◆ Request:
Pull out every line below that contains the word "this", copying each one in full. Case counts.

[Stored data]

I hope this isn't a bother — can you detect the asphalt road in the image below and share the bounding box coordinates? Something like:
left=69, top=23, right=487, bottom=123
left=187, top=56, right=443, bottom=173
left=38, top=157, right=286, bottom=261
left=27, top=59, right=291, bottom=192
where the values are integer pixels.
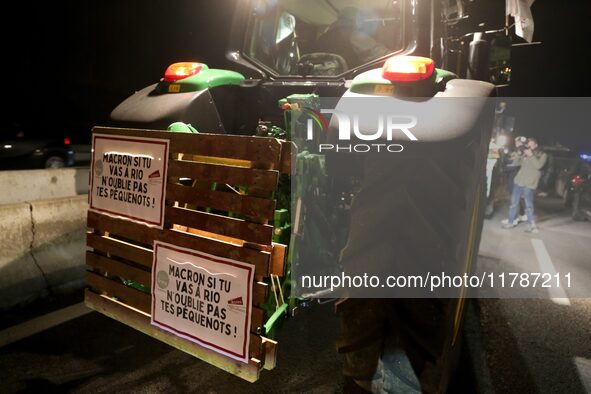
left=475, top=198, right=591, bottom=393
left=0, top=195, right=591, bottom=393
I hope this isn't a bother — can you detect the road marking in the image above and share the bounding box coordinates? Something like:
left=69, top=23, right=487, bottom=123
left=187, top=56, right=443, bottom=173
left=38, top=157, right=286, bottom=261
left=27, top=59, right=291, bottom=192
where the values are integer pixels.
left=0, top=302, right=92, bottom=347
left=531, top=238, right=570, bottom=305
left=575, top=357, right=591, bottom=393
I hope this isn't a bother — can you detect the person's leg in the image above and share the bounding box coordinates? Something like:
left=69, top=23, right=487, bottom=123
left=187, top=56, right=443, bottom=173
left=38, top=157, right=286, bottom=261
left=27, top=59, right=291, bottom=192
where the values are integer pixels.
left=523, top=187, right=535, bottom=224
left=523, top=188, right=538, bottom=233
left=508, top=184, right=523, bottom=224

◆ Correct response:
I hope this isn't a bother — can you detect the asphalt road in the image below and share the bounding box coordinates? Something like:
I hope this isn't a bother — can you detect the road marking in the image above and share the bounding box coordinates? Something like:
I hope this isn't a bother — can you detect the person's leg in the image above and share the bounding box coordinates? Something like:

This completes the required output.